● Text
Automated Standardization of Legacy Biomedical Metadata Using an Ontology-Constrained LLM Agent

This paper presents an LLM-based system that enhances the automated standardization of legacy biomedical metadata by integrating real-time queries to authoritative terminology services, demonstrating significantly improved prediction accuracy over static prompt-based approaches when evaluated on HuBMAP datasets.

Josef Hardi, Martin J. O'Connor, Marcos Martinez-Romero, Jean G. Rosario, Stephen A. Fisher, Mark A. Musen

Published 2026-04-13
📖 5 min read🧠 Deep dive

The Big Problem: A Library of Confusing Notes

Imagine a massive library where scientists have been storing their research data for years. However, instead of using a standard filing system, everyone wrote their notes on sticky notes in their own handwriting, using their own slang.

  • One scientist wrote "Lung Tissue."
  • Another wrote "Pulmonary Sample."
  • A third wrote "Lungs."

To a human, these all mean the same thing. But to a computer trying to organize this library, they look like three completely different things. This makes it impossible to find all the lung studies at once or combine them to learn something new. This is the problem of bad metadata (the "labels" on the data).

Scientists have tried to fix this by writing rulebooks (called Ontologies and Templates) that say, "You must use the word 'Lung' and nothing else." But these rulebooks are often just long text documents that computers can't easily "read" or enforce automatically.

The Old Solution: The "Guessing" Robot

Researchers tried using AI (Large Language Models) to fix these messy notes. They gave the AI the messy note and said, "Hey, here is a rulebook that says 'Use Lung.' Please fix the note."

The problem? The AI was like a student who had memorized a textbook years ago but didn't have the book in front of them during the test.

  • It tried to guess the right word based on what it remembered.
  • Sometimes it guessed right.
  • Often, it guessed wrong (hallucinated) or used a word that was close but not the exact official term required by the rulebook.
  • It couldn't check if a specific word actually existed in the official dictionary at that exact moment.

The New Solution: The "Super-Researcher" Agent (ARMS)

The authors of this paper built a smarter system called ARMS (Agentic Real-Time Metadata Standardization). Instead of just asking the AI to guess, they gave the AI a set of tools and a direct line to the official library.

Think of the AI not as a student taking a test, but as a Super-Researcher with a team of assistants:

  1. The Librarian Tool: Before the AI tries to fix a note, it calls a tool to pull up the exact current rulebook (the CEDAR template) to see what the rules actually say.

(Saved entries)
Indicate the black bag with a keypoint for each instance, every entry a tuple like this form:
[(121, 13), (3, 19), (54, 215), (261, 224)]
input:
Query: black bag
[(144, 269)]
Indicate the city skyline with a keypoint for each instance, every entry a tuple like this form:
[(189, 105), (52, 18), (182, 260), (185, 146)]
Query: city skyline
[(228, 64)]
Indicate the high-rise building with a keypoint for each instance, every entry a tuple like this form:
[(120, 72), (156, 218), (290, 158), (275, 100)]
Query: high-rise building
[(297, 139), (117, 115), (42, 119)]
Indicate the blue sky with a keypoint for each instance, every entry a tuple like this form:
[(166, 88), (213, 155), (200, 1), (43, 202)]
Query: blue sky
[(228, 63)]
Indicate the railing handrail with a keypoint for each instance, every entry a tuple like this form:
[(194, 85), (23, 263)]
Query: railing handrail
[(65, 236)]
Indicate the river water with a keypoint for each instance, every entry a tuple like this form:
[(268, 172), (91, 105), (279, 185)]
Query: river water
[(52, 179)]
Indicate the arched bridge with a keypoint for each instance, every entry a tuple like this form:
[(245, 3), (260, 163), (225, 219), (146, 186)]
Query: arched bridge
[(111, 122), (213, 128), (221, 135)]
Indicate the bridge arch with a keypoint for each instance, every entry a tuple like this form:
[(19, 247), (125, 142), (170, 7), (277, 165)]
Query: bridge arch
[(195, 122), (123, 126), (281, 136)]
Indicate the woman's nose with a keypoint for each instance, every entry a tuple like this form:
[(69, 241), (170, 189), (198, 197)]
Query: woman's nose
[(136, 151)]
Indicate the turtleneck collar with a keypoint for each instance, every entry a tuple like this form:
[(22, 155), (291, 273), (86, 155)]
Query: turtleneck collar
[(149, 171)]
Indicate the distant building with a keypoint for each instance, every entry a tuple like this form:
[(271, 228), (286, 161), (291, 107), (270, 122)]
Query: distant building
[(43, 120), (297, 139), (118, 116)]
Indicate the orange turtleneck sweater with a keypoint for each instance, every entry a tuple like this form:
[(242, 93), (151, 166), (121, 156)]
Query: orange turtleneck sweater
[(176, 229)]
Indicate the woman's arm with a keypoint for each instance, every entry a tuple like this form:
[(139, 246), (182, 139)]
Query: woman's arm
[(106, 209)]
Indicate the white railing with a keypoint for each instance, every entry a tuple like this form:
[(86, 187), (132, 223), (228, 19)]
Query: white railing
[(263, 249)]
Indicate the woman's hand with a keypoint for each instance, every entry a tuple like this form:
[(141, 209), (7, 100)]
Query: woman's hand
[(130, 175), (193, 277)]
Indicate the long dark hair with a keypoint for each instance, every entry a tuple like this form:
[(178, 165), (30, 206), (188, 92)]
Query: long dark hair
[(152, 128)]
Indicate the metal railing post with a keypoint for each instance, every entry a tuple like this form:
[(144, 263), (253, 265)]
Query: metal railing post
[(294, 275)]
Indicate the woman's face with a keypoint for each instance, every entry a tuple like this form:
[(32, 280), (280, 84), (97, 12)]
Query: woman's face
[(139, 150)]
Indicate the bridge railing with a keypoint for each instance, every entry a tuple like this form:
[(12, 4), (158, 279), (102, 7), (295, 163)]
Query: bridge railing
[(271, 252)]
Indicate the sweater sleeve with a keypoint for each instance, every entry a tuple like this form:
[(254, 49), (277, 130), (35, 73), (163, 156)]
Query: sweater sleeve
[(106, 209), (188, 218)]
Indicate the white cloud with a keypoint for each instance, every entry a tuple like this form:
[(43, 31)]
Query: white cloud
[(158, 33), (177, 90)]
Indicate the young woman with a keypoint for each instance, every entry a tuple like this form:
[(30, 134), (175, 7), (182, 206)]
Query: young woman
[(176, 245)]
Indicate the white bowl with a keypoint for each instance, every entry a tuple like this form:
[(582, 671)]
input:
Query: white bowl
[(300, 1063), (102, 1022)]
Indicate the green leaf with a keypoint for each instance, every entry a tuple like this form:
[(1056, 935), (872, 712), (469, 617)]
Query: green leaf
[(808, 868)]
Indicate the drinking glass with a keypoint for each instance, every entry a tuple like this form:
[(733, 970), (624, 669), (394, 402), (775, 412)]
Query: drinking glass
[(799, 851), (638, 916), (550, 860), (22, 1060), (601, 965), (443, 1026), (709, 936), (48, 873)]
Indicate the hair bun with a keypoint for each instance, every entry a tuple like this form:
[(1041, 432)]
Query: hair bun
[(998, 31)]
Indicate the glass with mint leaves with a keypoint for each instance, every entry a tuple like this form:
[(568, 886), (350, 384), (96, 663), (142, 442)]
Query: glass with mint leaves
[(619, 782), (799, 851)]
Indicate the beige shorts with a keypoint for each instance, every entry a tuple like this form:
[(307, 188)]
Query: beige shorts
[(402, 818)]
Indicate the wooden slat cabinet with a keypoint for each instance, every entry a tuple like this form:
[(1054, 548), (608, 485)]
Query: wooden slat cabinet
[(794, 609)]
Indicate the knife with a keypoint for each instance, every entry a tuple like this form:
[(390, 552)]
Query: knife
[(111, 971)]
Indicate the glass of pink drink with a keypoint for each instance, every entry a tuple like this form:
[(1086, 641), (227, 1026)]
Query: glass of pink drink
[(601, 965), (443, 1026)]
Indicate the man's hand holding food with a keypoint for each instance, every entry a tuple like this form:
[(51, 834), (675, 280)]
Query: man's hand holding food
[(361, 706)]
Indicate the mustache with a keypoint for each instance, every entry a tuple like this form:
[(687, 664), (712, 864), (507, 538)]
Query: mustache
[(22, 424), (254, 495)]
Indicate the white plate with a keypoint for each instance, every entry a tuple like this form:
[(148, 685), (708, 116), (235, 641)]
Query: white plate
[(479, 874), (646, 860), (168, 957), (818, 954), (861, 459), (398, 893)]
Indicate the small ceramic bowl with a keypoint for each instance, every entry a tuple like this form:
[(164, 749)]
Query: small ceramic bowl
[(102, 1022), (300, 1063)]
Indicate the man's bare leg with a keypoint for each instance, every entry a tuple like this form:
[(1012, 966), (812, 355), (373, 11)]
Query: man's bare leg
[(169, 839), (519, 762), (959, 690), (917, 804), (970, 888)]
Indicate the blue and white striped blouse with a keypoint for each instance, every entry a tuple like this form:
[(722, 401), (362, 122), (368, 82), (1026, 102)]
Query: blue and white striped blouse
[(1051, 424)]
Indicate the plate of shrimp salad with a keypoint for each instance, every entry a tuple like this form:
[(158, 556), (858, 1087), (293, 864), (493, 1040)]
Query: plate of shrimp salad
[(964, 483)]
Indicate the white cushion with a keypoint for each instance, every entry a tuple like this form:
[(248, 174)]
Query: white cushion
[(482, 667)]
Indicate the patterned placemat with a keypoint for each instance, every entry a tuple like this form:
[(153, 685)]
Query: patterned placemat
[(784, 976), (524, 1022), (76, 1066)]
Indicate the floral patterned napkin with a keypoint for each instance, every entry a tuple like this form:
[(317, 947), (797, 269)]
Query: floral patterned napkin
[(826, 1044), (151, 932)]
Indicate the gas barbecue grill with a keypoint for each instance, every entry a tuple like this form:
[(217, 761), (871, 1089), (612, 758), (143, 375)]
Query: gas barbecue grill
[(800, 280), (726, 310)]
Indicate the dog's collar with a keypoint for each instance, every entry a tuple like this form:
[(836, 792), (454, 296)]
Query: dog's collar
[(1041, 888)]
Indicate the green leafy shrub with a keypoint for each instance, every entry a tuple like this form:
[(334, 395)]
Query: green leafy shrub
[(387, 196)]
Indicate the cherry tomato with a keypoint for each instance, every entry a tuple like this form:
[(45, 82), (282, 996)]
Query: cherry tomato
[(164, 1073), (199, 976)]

● Prompt 1
Can you output the passage of the metadata article that begins at the words "The authors of" and stops after "the official library."?
● Prompt 2
Using the metadata article, answer these:
(a) What does the name ARMS stand for?
(b) On which datasets was the system evaluated?
(c) What three labels did the scientists in the library example write for the same thing?
● Prompt 3
Could you take the metadata article further, starting right after its last sentence?
The data is separate material and has nothing to do with the metadata article.

● Answer area 1
The authors of this paper built a smarter system called ARMS (Agentic Real-Time Metadata Standardization). Instead of just asking the AI to guess, they gave the AI a set of tools and a direct line to the official library.

● Answer area 2
(a) Agentic Real-Time Metadata Standardization
(b) HuBMAP datasets
(c) "Lung Tissue," "Pulmonary Sample," and "Lungs"

● Answer area 3
  2. The Dictionary Tool: If the rulebook says "You must use a term from the 'Anatomy' dictionary," the AI doesn't guess. It uses a tool to search the live dictionary (BioPortal) in real-time. It asks, "Does 'Lung' exist in the 'Respiratory System' section of the dictionary right now?"
  3. The Logic Tool: If the dictionary returns a list of options, the AI uses its brain to pick the one that fits the context best.

How They Tested It

They tested this on 839 old research records from a huge project called HuBMAP (which maps the human body).

  • They had a "Gold Standard" version of these records, where human experts had manually fixed every single label perfectly.
  • They let the Old AI (just guessing) try to fix the records.
  • They let the New Agent (using tools) try to fix the records.

The Results: A Massive Improvement

The results were like night and day:

  • The Old AI (Guessing): Got about 54% of the labels right. It struggled especially with specific scientific terms, often making up words or picking the wrong ones.
  • The New Agent (Tool-User): Got about 79% of the labels right.
  • The "Magic" Part: For the specific scientific terms that had to come from a dictionary (Ontology-constrained fields), the New Agent jumped from 46% accuracy to 78%. In some specific types of experiments, it got 100% of those terms perfect!

Why This Matters

This paper proves that giving AI access to live tools is better than just giving it a textbook.

  • Static vs. Dynamic: You can't rely on an AI's memory because scientific dictionaries change every day. The new system checks the dictionary while it works.
  • Scalability: Humans can't fix millions of messy records one by one. This system can do it automatically, making scientific data "FAIR" (Findable, Accessible, Interoperable, and Reusable).

The Bottom Line

Imagine trying to organize a messy garage.

  • The Old Way: You ask a friend who thinks they remember where things go. They might put a hammer in the toolbox, or maybe in the garden shed. It's a mess.
  • The New Way: You give your friend a smartphone with a map app and a live inventory list. They look up exactly where the hammer should go according to the current rules, and they put it there.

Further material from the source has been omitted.